## Kaynak metin:

KADIN
İzmirli kadınlardan Şule Çet davasına kitlesel katılım çağrısı
Şule Çet İçin Adalet Komisyonu düzenlediği etkinlikte 15 Mayısta görülecek davaya kitlesel katılım çağrısı yaptı.
Gazi Üniversitesi öğrencisi Şule Çet'in ölümüyle ilgili kamuoyu oluşturmak için kurulan Şule Çet İçin Adalet Komisyonu, Tepekule Kültür Kongre Merkezi'nde toplandı.
Etkinlikte konuşan Melisa Demir, Şule Çet'in davasına kitlesel bir katılımın davayı değiştireceğini belirterek 15 Mayıstaki davaya katılım çağrısı yaptı.

## Verilen bilgiler:
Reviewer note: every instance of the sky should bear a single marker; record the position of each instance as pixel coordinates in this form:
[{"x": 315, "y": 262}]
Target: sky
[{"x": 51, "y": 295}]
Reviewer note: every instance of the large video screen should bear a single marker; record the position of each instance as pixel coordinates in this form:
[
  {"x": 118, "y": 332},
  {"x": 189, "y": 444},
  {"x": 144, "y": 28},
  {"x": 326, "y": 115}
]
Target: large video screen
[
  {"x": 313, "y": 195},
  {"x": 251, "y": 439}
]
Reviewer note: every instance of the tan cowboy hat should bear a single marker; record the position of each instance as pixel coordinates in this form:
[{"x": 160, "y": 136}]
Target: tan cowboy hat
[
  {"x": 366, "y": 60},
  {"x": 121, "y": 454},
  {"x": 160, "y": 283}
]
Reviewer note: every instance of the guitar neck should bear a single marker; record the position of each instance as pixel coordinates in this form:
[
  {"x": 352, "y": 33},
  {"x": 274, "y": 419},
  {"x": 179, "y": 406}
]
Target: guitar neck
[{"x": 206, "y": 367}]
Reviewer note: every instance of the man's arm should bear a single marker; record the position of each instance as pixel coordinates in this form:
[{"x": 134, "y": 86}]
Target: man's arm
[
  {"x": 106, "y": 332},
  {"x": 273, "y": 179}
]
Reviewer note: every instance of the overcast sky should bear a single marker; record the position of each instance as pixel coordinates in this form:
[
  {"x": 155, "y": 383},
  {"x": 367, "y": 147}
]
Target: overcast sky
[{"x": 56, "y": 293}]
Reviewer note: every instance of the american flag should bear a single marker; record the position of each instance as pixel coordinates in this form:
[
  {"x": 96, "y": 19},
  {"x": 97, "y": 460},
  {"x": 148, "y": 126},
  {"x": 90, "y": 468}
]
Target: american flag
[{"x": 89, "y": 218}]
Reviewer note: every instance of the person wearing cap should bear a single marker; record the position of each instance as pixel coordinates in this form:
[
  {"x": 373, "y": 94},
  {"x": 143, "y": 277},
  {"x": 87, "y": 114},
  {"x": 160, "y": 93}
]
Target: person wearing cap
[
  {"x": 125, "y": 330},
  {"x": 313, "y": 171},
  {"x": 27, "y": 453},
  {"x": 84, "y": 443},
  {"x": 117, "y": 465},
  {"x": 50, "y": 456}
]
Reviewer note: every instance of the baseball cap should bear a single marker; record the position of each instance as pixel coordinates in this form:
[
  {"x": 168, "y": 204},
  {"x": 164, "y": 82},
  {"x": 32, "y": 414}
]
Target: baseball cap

## Yapılacak iş:
Şule Çet haberindeki "Gazi Üniversitesi öğrencisi" sözlerinden başlayıp "Kongre Merkezi'nde toplandı." sözlerine kadar uzanan kısmı, bu sözler de dahil olmak üzere, hiç değiştirmeden yeniden verir misiniz?

## Doğru cevap:
Gazi Üniversitesi öğrencisi Şule Çet'in ölümüyle ilgili kamuoyu oluşturmak için kurulan Şule Çet İçin Adalet Komisyonu, Tepekule Kültür Kongre Merkezi'nde toplandı.